What is needed
The whole listing below, with no pictures, is to be repeated as it stands.

=======

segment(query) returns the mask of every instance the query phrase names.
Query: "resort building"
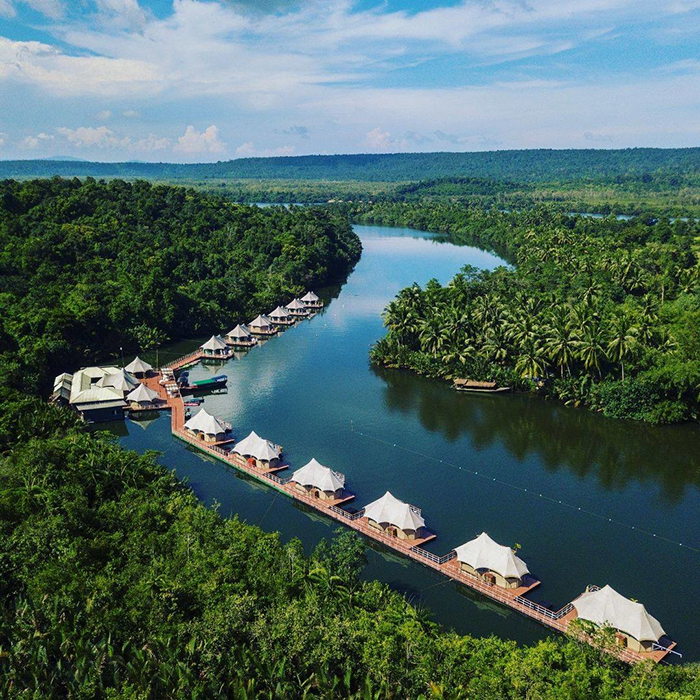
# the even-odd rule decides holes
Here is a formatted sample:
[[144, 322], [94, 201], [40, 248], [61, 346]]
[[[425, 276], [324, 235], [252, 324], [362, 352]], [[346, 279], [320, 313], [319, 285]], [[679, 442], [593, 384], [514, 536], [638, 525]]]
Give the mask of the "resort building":
[[162, 399], [158, 392], [149, 389], [145, 384], [139, 384], [135, 389], [126, 395], [129, 407], [134, 410], [146, 410], [149, 408], [160, 408]]
[[124, 417], [124, 395], [138, 382], [119, 367], [84, 367], [74, 374], [59, 374], [51, 400], [68, 404], [89, 423]]
[[324, 467], [315, 459], [297, 469], [291, 482], [299, 491], [321, 501], [334, 501], [343, 497], [345, 475]]
[[127, 372], [131, 372], [135, 377], [147, 377], [153, 369], [148, 362], [144, 362], [138, 355], [124, 367]]
[[659, 621], [641, 603], [625, 598], [610, 586], [587, 590], [572, 605], [580, 620], [613, 628], [618, 644], [633, 651], [652, 651], [665, 635]]
[[213, 335], [206, 343], [199, 346], [205, 357], [221, 357], [229, 356], [228, 345], [220, 335]]
[[292, 316], [308, 316], [309, 314], [306, 304], [299, 301], [299, 299], [292, 299], [286, 308]]
[[367, 524], [401, 540], [415, 540], [425, 527], [419, 508], [404, 503], [387, 491], [380, 499], [365, 506]]
[[252, 336], [245, 325], [239, 323], [233, 330], [230, 330], [226, 334], [226, 342], [229, 345], [247, 348], [251, 345], [255, 345], [258, 341]]
[[271, 311], [267, 317], [277, 326], [291, 326], [294, 323], [294, 319], [290, 316], [287, 309], [281, 306]]
[[485, 532], [455, 548], [460, 569], [501, 588], [519, 588], [527, 565], [510, 547], [494, 542]]
[[299, 301], [308, 309], [320, 309], [323, 307], [323, 302], [313, 292], [306, 292]]
[[282, 448], [252, 431], [247, 438], [236, 443], [233, 452], [260, 469], [274, 469], [280, 466]]
[[202, 408], [185, 422], [185, 430], [204, 442], [226, 440], [231, 428]]
[[272, 321], [262, 314], [248, 324], [248, 330], [254, 335], [274, 335], [277, 333], [277, 329], [272, 325]]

=======

Solution to the exercise
segment(query) returns the mask of every instance the query phrase names.
Query: "resort building"
# the even-odd rule decides holes
Here is a formatted sample:
[[144, 322], [94, 201], [40, 248], [61, 346]]
[[[425, 276], [324, 235], [252, 324], [362, 352]], [[346, 279], [320, 313], [319, 285]], [[679, 442], [593, 384], [514, 536], [638, 525]]]
Give the mask of the "resort building":
[[162, 399], [158, 392], [149, 389], [145, 384], [139, 384], [135, 389], [126, 395], [129, 407], [134, 410], [146, 410], [149, 408], [160, 408]]
[[124, 417], [124, 395], [138, 382], [119, 367], [84, 367], [74, 374], [59, 374], [51, 400], [68, 404], [89, 423]]
[[324, 467], [315, 459], [297, 469], [291, 482], [299, 491], [321, 501], [334, 501], [343, 497], [345, 475]]
[[127, 372], [131, 372], [135, 377], [147, 377], [153, 369], [148, 362], [144, 362], [138, 355], [124, 367]]
[[659, 621], [641, 603], [625, 598], [610, 586], [587, 590], [572, 605], [580, 620], [613, 628], [618, 644], [633, 651], [652, 651], [665, 635]]
[[213, 335], [206, 343], [199, 346], [205, 357], [221, 357], [229, 356], [228, 345], [220, 335]]
[[292, 316], [308, 316], [309, 314], [306, 304], [299, 301], [299, 299], [292, 299], [286, 308]]
[[367, 524], [401, 540], [415, 540], [425, 527], [419, 508], [404, 503], [387, 491], [380, 499], [365, 506]]
[[252, 336], [245, 325], [239, 323], [233, 330], [230, 330], [226, 334], [226, 342], [229, 345], [247, 348], [251, 345], [255, 345], [258, 341]]
[[271, 311], [267, 317], [277, 326], [291, 326], [294, 323], [294, 319], [290, 316], [287, 309], [281, 306]]
[[485, 532], [455, 548], [460, 569], [501, 588], [519, 588], [527, 565], [510, 547], [494, 542]]
[[299, 301], [308, 309], [320, 309], [323, 307], [323, 302], [313, 292], [306, 292]]
[[282, 448], [252, 431], [247, 438], [236, 443], [233, 452], [260, 469], [274, 469], [280, 466]]
[[202, 408], [185, 422], [185, 430], [204, 442], [226, 440], [231, 428]]
[[272, 321], [262, 314], [248, 324], [248, 330], [254, 335], [274, 335], [277, 333], [277, 329], [272, 325]]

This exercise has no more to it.